### Goal of the exercise
Reproduce every line of the data below word for word, in the same order.

### Material provided
◇ ◇ ◇ ◇ ◇ ◇ ◇
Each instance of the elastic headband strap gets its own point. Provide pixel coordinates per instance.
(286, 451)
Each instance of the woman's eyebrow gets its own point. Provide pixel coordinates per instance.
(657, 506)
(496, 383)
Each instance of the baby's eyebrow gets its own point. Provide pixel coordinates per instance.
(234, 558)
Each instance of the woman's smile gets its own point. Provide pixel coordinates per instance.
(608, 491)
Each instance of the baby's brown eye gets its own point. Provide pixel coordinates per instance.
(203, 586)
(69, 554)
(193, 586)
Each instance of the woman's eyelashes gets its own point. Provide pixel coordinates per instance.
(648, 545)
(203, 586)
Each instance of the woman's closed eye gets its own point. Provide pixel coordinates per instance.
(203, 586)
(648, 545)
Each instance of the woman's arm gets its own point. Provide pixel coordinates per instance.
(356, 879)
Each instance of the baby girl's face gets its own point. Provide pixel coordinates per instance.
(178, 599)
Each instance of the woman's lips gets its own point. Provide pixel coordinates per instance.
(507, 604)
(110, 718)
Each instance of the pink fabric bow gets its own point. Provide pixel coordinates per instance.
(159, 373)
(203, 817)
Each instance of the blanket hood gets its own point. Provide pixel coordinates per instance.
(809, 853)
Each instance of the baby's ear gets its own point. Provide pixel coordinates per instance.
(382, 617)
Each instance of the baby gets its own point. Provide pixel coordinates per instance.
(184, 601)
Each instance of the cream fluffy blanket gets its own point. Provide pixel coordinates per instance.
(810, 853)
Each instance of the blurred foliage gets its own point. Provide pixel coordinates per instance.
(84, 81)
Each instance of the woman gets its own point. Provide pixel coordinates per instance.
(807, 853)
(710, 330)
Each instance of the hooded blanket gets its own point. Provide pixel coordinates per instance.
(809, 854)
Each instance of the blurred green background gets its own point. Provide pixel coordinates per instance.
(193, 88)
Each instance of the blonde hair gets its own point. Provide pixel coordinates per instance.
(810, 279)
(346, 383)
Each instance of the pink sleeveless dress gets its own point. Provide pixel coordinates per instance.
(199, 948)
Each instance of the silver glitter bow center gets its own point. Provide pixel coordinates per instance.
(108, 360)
◇ ◇ ◇ ◇ ◇ ◇ ◇
### Solution
Each instance of the elastic headband strap gets its own point. Provide pixel coordinates per instance.
(286, 451)
Each instance of the woman's eyebrow gets its own point. Provide pixel coordinates per instance.
(657, 506)
(496, 383)
Each instance of the baby's eyebrow gets its own point. Provide pixel coordinates per instance.
(234, 558)
Each instance of the woman's smile gets its own point. Provide pixel coordinates per instance.
(608, 491)
Each instance of the baby's brown eye gets its own point. Provide pixel coordinates per instance.
(203, 586)
(69, 554)
(193, 586)
Each instance of the woman's eyelashes gets its own point. Provide pixel coordinates per instance.
(648, 545)
(203, 586)
Each instance of the woman's closed eye gets its own point. Provide pixel coordinates per instance.
(203, 586)
(648, 545)
Each instance of the woman's arm gets its own point. Provide pixel coordinates per instance.
(356, 879)
Each instance of the baby girl's face gets its own point. Provide pixel coordinates per instance.
(178, 599)
Each instance of the woman's lips gets its own point. Provide pixel coordinates per instance.
(507, 604)
(110, 718)
Each instance of the pink fabric bow gets its own point. Provide pixel coordinates per instance.
(159, 373)
(203, 817)
Each instance of the blanket hood gets its own point. Provide pixel coordinates per instance.
(809, 853)
Each instance of the baby's ear gets its own point. Provide pixel coordinates per instance.
(382, 617)
Each instance of the baby gets its own point. Provide pixel coordinates per instance.
(184, 601)
Each instance of the cream fluffy blanket gets its own point. Provide pixel coordinates per instance.
(810, 853)
Each instance of the blurred foliage gets its own point. Provide pixel coordinates per instance.
(84, 81)
Each instance of the woman gets its own point. Provide pixel coordinates per instance.
(807, 853)
(710, 330)
Each instance of the hooded blanket gets its own point. Provide pixel coordinates per instance.
(809, 854)
Each instance of the blurred green background gets its own point. Provide pixel coordinates per instance.
(193, 88)
Each instance of the blonde hair gets its own point. Provide pixel coordinates per instance.
(810, 279)
(346, 383)
Each instance of the pink sleeveless dress gets its own point. Provide pixel coordinates per instance.
(199, 948)
Each instance of the silver glitter bow center gets its own point. Provide pixel coordinates per instance.
(108, 360)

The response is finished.